Task to carry out: Retype all entries exactly, skipping pictures.

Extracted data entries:
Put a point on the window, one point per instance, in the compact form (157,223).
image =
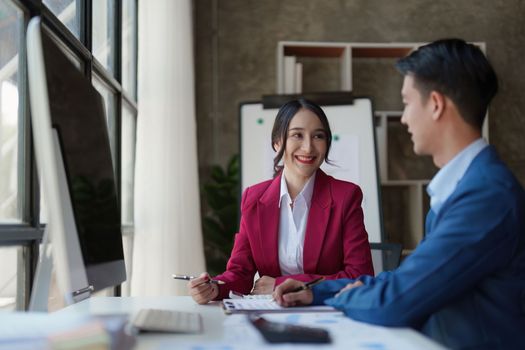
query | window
(104,33)
(11,162)
(90,40)
(67,12)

Answer box:
Put a point on the window, one point per instance, in the compact form (157,223).
image =
query | window
(104,33)
(11,162)
(90,40)
(67,12)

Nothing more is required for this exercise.